There are some ways around the dreadful lack of bulksheet download or the cost of API-based crawling. You might want to look at the format of files saved from the AdWords Editor, for example… compressed XML. Suggest anything to you, hmm?
Cheers, JeremyC.
Link | December 10th, 2007 at 9:28 am
website design wrote,
Hello
Nice Explation,, But Whatever I do with API , we can do with Adwrod editor,, sure some limitation is there with bulk upload.
thanlks
Link | August 8th, 2008 at 2:12 pm
G Marketing Man wrote,
Before I came upon your post, I was trying to find out the uses for the API and how it would benefit our business.
How much did the API cost to run, I cannot understand its pricing structure as I do not know how much we would pull from their server in real terms.
I do agree that depending on the spend on an account that should allocate a X fee. If you were spending $20,000 on an campaign, then dont charge because the profit already far outweighs it.
May I pry and ask what techniques you have that will save time. I find that there is not enough skilled staff here in South Africa and we need to find solutions “out of the box”, solutions that would use less staff and more programs.
Thanks again.

§ **PROBLEM 1**: Report every row below that contains the string "windshield".

§ **EXCERPTED RECORDS**:
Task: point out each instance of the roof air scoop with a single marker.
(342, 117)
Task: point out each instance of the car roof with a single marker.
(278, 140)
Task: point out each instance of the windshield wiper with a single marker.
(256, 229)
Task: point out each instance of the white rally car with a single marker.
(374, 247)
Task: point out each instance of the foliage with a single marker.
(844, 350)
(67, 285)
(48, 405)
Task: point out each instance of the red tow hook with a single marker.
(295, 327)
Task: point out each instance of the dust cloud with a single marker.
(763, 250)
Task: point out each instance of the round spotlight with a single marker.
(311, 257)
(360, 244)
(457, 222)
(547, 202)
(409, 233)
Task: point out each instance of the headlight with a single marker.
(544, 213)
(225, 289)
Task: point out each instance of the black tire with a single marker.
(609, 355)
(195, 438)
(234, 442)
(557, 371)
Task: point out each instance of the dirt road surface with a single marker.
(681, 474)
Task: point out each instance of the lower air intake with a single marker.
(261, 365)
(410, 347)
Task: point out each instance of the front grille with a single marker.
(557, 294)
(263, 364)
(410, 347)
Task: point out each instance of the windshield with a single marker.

§ **PROBLEM 2**: Print the part of the AdWords comment thread above between "Cheers, JeremyC." and "far outweighs it.", inclusive.

§ **WORKED SOLUTION 1**:
Task: point out each instance of the windshield wiper with a single marker.
Task: point out each instance of the windshield with a single marker.

§ **WORKED SOLUTION 2**:
Cheers, JeremyC.
Link | December 10th, 2007 at 9:28 am
website design wrote,
Hello
Nice Explation,, But Whatever I do with API , we can do with Adwrod editor,, sure some limitation is there with bulk upload.
thanlks
Link | August 8th, 2008 at 2:12 pm
G Marketing Man wrote,
Before I came upon your post, I was trying to find out the uses for the API and how it would benefit our business.
How much did the API cost to run, I cannot understand its pricing structure as I do not know how much we would pull from their server in real terms.
I do agree that depending on the spend on an account that should allocate a X fee. If you were spending $20,000 on an campaign, then dont charge because the profit already far outweighs it.